====== SELECTED EXCERPT

Parthenon Marbles”, ongoing performative action by Alexandra Pirici
11:00 at Acropolis of Athens
13:00 – 15:00 at the premises of State of Concept
Alexandra Pirici will present a new ongoing action commissioned by Future Climates together with KADIST. “Parthenon Marbles” is a work that tells a story that evolves around the controversial request of repatriation of those marbles to the Acropolis Museum in Athens , as a metaphor and an entry point into a larger discussion about capital, accumulation, circulation, redistribution and the role of the arts within today’s economies. It proposes a performative repatriation, an immaterial version of the sculptural ensemble. This action includes a performed research into the financial and legal implications of the sculptures’ situation: a speculative journey into a “what if” scenario of return developed in collaboration with writer and curator Victoria Ivanova.
Performers of “Parthenon Marbles”: Alexandra Tatsi, Bilio Marneli, Christiana Kosiari, Nicolas Vamvouklis, Sofia Maria Kikilintzia.
15:30 – 16:00
From Institution building to Instituting? Time for Redistributing
Antonia Alampi, iLiana Fokianaki and Evita Tsokanta
16:00 – 16:40 
Olav Velthuis, Whitewashing reputations in the contemporary art world.
In times of decreasing public support and government subsidies for the arts, (private) philanthropy is widely seen as an alternative support system. In many countries, both ‘developed’ and ‘still developing’, this system is currently further being developed, among others by awarding tax incentives to private donors. Little is thought and said about the source of this new philanthropic wealth which the arts seek to tap into. In this talk I will present preliminary results of a study of these sources. On the basis of a systematic analysis of publicly available information, I focus on the ethics of the way top private art collectors and philanthropists earn(ed) and manage(d) their money In doing so, I take into account issues like tax evasion, questionable use of tax exemptions for cultural foundation, involvement in corruption, or embezzlement of government funds. By acquiring art and supporting art institutions, some of these philanthropists try to improve their dubious reputation. Although this practice of using the art world to whitewash reputations is hardly new (indeed, artists like Hans Haacke or Andrea Fraser have thematized it in their work), it remains little discussed.
16:40 – 17:10
Q&A moderated by Mohammad Salemy
BREAK
17:20 – 17:40 
Victoria Ivanova, Valuing the ways in which we are linked together without being one.
Valuing the ways in which we are linked together without being one is a phrase borrowed from Randy Martin’s A Precarious Dance, a Derivative Sociality (2012) as a working title for an ongoing collaboration with artist Alexandra Pirici. Taking Martin’s work as a prompt to deepen the investigation of how cultural referents may be deployed to demystify finance’s seemingly impenetrable operations, this collaboration re-instrumentalises finance’s most notoriously black-boxed instrument — the derivative — by re-imbuing its mechanics with cultural and social meaning. In this presentation, Ivanova reflects on the possibilities for a cultural rewiring of financialisation through the prism of Pirici’s new work Parthenon Marbles.

============
====== SOURCE MATERIAL

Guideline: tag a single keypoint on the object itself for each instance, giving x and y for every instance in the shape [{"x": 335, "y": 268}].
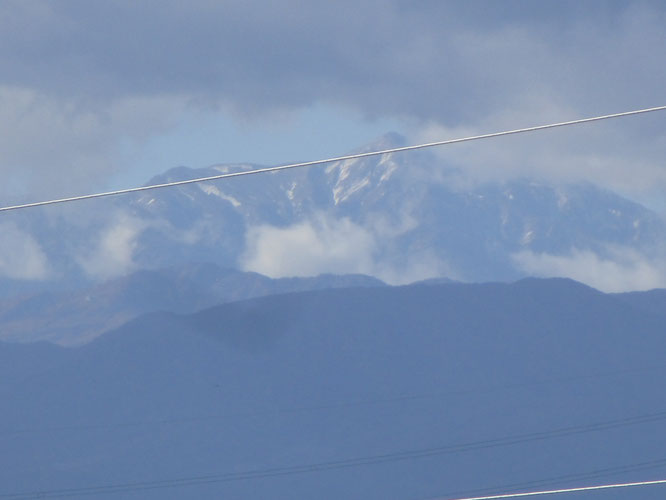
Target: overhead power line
[
  {"x": 567, "y": 490},
  {"x": 393, "y": 457},
  {"x": 331, "y": 160}
]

============

SET TASKS:
A. Convert every line of the records above into a Markdown table with the columns Row and Line, numbering the rows and skipping blank lines. Leave the pictures out of the table.
B. Carry on the event program built around the "Parthenon Marbles" action from the point where it ends.

RESULTS OF THE EXERCISE:
A.
| Row | Line |
|---|---|
| 1 | Guideline: tag a single keypoint on the object itself for each instance, giving x and y for every instance in the shape [{"x": 335, "y": 268}]. |
| 2 | Target: overhead power line |
| 3 | [ |
| 4 |   {"x": 567, "y": 490}, |
| 5 |   {"x": 393, "y": 457}, |
| 6 |   {"x": 331, "y": 160} |
| 7 | ] |

B.
17:40 – 18:00 
SEP (Association of Cultural Workers), An(other) Association of Cultural Workers?
In 2016 the Temporary Academy of Arts (PAT) took the initiative to establish the Association of Cultural Workers (SEP). SEP is an official body that advocates for the promotion and support of labor rights of cultural workers in Greece, taking into account the relevant legal, economic and social context. The association is linked to other organizations globally such as WAGE, the Carrot Workers etc. For Future Climates Elpida Karaba, Glykeria Stathopoulou and Despina Zefkili will make a short presentation of SEP and will ask participants, should they like, to complete a form regarding their ideas and aspirations on such initiatives. The meeting will aim in a unofficial way to create a network of expected and unexpected articulations.
18:00 – 18:20 Emily Pethick
Emily Pethick, Director of The Showroom, London, will talk about working in networks that assert the roles of small-scale producers in the arts ecology, in both practical and theoretical terms. These include the advocacy network Common Practice, who published research papers such as Size Matters, which critiques the dominant modes of measuring value; the European network Cluster that produced knowledge-exchange and collaboration between organisations located on the peripheries of major cities; and the project How to work together, a shared programme of contemporary art commissioning and research between three organisations that was based on a premise of resource and infrastructure-sharing and joint fundraising that simultaneously looked into the politics of artistic and cultural production, such as in the text How to work together by Andrea Phillips that looks at: “The very real tension between how organisations would like to work, both internally and in collaboration with sister local and international organisations, and the way they must work in order to sustain themselves financially and promotionally…”
18:20 – 18:40 Maria Lind, What does an art work do?
While it is important to debate art’s infra-strucutre and working conditions, I will address art itself and its ways of functioning, beyond utilitarianism.
18:40 – 19:40 Respondant Angela Dimitrakaki and Q&A with speakers moderated by Mohammad Salemy
BREAK
20:00 – 21:00 Julieta Aranda and Anton Vidokle, The origins of e-flux: how we got our first spaceship
When we first arrived to Earth, it quickly became clear that in order to realize the full potential of art, an entirely new structure was necessary.
As our colleague Menni has observed, “on Earth, sculpture and picture galleries are peculiar to capitalism, with its ostentatious luxury and crass ambition to hoard treasures. But on our planet, things are quite different: In a socialist order, art can be found disseminated throughout society, so as to enrich life everywhere.”
Since our arrival, we have been working to dismantle advanced capitalism. To that effect, creating networks for the dissemination of art has been our main preoccupation (e-flux projects function as vehicles to shuttle information back and forth between planetary models). Our final goal is to prepare Earth for colonization by our people. Now, let us tell you the story of how we got that first spaceship…
22:00 – 1:00 Drinks and Music by cumulus humilis, Tief Winfried and DJ Sheisswetter
 
 
Image credit: The Secret of the Martian Moons, Donald A. Wolheim, 1955. Cover: Alex Schomburg.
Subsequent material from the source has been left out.